▶ TEXT SHOWN
☆ ☆ ☆ ☆ ☆ ☆ ☆

Case ID: mo_250/html/0445-01.html
Source: Caselaw Access Project
Author: {"author": "BOND, J.", "license": "Public Domain", "url": "https://static.case.law/"}
Date Created: 2024-08-24T03:29:51.129683

LIZZIE VANTINE v. MARY BUTLER et al., Appellants.
    Division One,
    May 31, 1913.
    1. PARTITION: Right of Plaintiff to Maintain: Former Judgment Establishing Heirship. A final judgment of the circuit court decreeing plaintiff to be a pretermitted heir of testator, and appealed from by defendants without bond and still pending and unafllrmed in the appellate court, is competent evidence to establish the fact that plaintiff has an interest in the land to be partitioned. Such judgment was conclusive upon the parties until reversed, and defendants cannot question its conclusiveness in the subsequent partition proceeding, where they do not seek to postpone that proceeding until the determination of the former suit by the appellate court.
    2. -: Present Right to Maintain: Pretermitted Heir. A pretermitted heir has a present right to prosecute her suit for a partition of testator’s real estate, and therein to set up her right as his child, independently of any prior suit to establish her heirship and title to her share in his entire estate.
    3. -: -:--: Suit Contesting Will Pending. The fact that some of the devisees under the will, after plaintiff, pretermitted by the will, brought her present suit in partition, instituted an action against the other devisees to set aside the will, does not constitute a defense to her suit. The plaintiff does not claim under the, will, and whether it be established or annulled in the suit by the devisees inter sese she is not affected as to the extent of her rights in decedent’s estate under the statute which entitles the child of the deceased not mentioned in the will “to such proportion of the estate of the testator, real and personal, as if he had died intestate.”
    Appeal from Boone Circuit Court. — Now. N. D. Thurmond, Judge.
    Affirmed.
    
      Whitecotton £ Wight and Harris & Finley for appellants.

☆ ☆ ☆ ☆ ☆ ☆ ☆

▶ TASK INSTRUCTIONS
Set down, word for word, the passage of the case summary starting at "1. PARTITION: Right" and ending at "the appellate court.".

▶ Stored dataset items
☆ ☆ ☆ ☆ ☆ ☆ ☆

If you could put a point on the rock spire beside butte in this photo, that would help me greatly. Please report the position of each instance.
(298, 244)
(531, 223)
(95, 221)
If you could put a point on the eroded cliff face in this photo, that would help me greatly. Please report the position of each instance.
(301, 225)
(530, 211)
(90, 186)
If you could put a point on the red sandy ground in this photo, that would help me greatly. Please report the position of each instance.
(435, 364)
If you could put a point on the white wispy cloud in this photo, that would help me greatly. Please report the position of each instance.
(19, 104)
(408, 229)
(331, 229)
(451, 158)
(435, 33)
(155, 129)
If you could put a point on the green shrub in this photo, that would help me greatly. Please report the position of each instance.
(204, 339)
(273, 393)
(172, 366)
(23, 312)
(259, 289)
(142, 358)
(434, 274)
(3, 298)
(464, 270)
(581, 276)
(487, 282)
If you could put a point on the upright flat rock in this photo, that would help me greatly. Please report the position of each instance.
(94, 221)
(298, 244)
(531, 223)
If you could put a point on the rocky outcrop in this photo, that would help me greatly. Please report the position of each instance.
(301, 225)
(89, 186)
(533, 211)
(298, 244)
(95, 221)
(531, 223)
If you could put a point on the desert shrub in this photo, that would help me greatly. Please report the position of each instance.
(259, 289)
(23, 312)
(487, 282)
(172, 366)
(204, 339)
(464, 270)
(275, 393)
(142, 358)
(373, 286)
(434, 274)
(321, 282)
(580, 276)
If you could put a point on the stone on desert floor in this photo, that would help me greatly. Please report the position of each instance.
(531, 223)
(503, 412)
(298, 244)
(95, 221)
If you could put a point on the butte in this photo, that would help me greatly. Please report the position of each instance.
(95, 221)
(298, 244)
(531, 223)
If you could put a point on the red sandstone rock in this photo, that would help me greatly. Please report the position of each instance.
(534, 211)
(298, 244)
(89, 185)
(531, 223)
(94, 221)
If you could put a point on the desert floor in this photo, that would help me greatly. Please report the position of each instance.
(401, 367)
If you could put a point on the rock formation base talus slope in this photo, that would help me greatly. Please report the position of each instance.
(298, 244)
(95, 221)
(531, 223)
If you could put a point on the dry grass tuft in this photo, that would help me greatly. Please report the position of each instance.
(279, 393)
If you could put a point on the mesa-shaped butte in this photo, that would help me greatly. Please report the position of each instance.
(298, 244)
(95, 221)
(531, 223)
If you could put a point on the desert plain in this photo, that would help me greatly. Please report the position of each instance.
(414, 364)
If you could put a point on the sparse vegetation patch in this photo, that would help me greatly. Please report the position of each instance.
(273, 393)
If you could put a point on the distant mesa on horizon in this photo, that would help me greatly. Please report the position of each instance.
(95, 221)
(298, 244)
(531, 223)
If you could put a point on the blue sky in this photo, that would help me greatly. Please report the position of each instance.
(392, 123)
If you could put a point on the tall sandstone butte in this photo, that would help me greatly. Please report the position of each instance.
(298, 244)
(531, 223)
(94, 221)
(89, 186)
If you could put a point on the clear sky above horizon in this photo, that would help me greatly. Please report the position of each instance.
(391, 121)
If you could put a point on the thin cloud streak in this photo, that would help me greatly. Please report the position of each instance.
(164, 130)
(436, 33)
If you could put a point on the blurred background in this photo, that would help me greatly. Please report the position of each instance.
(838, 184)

☆ ☆ ☆ ☆ ☆ ☆ ☆

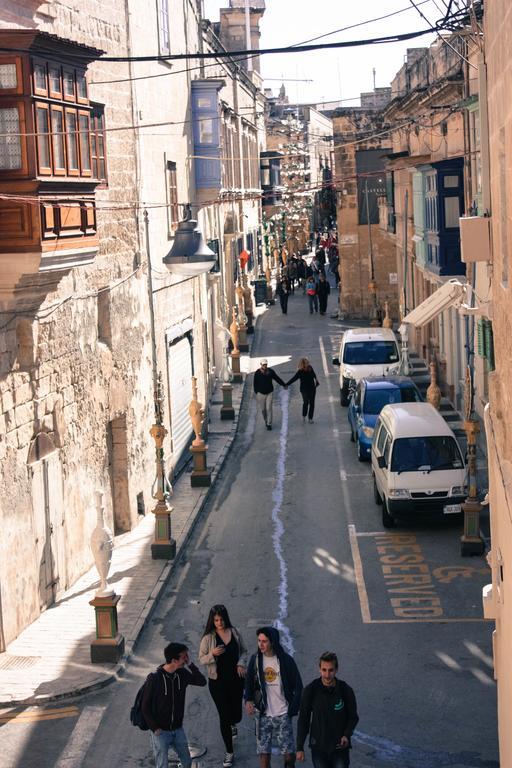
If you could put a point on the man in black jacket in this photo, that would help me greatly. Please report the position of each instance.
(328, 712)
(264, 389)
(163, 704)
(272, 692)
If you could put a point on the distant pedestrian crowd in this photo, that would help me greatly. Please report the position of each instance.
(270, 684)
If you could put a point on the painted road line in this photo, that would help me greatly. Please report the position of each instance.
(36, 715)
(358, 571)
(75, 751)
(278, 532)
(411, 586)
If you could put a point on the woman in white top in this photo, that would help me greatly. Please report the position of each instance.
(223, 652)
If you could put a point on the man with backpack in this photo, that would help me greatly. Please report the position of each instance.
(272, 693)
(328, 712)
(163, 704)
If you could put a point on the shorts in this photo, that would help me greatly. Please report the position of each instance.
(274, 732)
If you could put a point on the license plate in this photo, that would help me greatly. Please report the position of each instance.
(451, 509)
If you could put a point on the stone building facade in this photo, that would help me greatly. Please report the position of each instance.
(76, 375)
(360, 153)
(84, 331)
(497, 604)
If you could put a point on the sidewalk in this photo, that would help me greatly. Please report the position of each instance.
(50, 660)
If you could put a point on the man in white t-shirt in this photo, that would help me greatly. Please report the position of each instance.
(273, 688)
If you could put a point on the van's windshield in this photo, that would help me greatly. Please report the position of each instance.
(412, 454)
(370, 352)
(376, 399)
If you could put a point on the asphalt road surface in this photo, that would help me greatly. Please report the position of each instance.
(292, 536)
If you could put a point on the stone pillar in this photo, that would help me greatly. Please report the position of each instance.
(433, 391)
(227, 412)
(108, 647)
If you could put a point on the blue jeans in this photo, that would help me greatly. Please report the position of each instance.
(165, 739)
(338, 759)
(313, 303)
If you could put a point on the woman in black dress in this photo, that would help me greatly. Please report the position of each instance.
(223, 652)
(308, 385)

☆ ☆ ☆ ☆ ☆ ☆ ☆

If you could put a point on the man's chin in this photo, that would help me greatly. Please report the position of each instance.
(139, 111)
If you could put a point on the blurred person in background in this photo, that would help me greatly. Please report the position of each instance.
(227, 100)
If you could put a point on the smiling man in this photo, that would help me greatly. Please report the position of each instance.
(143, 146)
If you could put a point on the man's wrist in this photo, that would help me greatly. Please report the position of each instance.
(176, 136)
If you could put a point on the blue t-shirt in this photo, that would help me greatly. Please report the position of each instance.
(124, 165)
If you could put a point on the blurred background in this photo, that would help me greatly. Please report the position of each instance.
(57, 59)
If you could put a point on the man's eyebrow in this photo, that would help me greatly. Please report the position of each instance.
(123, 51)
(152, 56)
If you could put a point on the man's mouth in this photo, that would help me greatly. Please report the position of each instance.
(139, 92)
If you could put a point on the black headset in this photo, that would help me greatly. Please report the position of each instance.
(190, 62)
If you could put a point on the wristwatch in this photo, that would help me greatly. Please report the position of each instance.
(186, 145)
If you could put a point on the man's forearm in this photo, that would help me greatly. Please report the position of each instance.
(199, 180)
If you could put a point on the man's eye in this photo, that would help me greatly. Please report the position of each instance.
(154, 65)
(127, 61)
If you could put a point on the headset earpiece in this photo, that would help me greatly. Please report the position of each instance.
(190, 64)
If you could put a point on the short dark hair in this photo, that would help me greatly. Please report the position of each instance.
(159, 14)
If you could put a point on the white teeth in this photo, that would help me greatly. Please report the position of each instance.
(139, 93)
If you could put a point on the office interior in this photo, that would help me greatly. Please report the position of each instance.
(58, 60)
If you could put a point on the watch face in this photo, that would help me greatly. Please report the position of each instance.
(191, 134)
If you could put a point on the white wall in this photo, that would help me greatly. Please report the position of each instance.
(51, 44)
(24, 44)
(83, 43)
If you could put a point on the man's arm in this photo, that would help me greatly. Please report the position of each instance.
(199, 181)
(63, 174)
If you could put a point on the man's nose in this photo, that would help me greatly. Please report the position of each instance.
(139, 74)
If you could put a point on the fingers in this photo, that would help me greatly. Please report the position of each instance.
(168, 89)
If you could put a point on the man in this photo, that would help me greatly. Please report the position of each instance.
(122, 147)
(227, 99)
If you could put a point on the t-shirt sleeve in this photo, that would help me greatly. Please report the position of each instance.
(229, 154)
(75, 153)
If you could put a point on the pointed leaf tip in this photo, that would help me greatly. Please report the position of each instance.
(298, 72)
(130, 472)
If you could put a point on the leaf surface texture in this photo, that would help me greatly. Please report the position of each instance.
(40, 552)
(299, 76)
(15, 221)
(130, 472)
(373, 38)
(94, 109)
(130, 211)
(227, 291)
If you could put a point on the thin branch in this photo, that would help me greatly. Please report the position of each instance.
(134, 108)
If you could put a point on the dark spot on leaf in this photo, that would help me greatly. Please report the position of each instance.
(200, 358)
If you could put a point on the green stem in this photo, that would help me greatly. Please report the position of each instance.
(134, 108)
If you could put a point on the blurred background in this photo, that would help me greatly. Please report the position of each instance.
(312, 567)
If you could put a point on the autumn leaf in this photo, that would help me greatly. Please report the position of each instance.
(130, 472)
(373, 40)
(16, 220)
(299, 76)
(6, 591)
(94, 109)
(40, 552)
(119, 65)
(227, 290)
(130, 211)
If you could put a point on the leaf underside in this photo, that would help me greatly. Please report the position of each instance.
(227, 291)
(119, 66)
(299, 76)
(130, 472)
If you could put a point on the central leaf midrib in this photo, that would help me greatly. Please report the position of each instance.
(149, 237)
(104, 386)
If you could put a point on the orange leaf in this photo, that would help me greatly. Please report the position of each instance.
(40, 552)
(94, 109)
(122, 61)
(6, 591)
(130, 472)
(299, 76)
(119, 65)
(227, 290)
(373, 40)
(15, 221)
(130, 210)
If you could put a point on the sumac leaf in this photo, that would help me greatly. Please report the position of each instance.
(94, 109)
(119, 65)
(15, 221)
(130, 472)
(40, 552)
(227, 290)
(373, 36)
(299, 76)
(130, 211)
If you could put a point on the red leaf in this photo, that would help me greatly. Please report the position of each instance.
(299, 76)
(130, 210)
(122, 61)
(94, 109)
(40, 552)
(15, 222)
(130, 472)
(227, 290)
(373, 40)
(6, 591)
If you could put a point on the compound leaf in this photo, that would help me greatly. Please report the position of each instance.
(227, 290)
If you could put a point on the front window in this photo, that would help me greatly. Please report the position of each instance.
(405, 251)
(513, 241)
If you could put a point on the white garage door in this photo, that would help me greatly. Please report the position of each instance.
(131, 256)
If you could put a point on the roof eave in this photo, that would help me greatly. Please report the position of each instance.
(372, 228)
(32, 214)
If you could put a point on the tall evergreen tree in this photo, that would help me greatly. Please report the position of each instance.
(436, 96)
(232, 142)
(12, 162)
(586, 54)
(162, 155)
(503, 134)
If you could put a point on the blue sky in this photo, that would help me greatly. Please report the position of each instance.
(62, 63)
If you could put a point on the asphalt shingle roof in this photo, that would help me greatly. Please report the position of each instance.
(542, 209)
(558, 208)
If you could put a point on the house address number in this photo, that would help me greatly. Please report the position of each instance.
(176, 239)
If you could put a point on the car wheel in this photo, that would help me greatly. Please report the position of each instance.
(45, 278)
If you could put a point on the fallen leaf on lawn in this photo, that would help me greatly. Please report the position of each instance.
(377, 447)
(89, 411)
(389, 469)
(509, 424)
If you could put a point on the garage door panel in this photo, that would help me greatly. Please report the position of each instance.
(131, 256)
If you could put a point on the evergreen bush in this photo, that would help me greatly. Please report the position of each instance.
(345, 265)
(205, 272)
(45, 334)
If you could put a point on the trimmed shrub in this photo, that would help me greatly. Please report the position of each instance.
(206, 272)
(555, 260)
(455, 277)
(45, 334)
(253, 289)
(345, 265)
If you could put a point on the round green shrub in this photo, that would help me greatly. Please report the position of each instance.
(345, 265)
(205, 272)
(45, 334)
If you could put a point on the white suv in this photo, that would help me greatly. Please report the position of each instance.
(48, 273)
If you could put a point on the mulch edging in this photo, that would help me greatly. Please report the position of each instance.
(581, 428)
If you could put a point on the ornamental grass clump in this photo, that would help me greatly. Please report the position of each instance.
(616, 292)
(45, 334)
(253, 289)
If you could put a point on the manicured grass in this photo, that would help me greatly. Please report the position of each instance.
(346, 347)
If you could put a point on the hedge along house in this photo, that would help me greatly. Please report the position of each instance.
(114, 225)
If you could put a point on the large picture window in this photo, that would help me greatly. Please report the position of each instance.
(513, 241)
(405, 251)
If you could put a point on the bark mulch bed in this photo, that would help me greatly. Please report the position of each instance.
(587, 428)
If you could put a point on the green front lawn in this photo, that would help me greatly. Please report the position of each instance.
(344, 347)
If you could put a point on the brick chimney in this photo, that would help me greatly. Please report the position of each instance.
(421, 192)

☆ ☆ ☆ ☆ ☆ ☆ ☆

▶ FINISHED ANSWER
1. PARTITION: Right of Plaintiff to Maintain: Former Judgment Establishing Heirship. A final judgment of the circuit court decreeing plaintiff to be a pretermitted heir of testator, and appealed from by defendants without bond and still pending and unafllrmed in the appellate court, is competent evidence to establish the fact that plaintiff has an interest in the land to be partitioned. Such judgment was conclusive upon the parties until reversed, and defendants cannot question its conclusiveness in the subsequent partition proceeding, where they do not seek to postpone that proceeding until the determination of the former suit by the appellate court.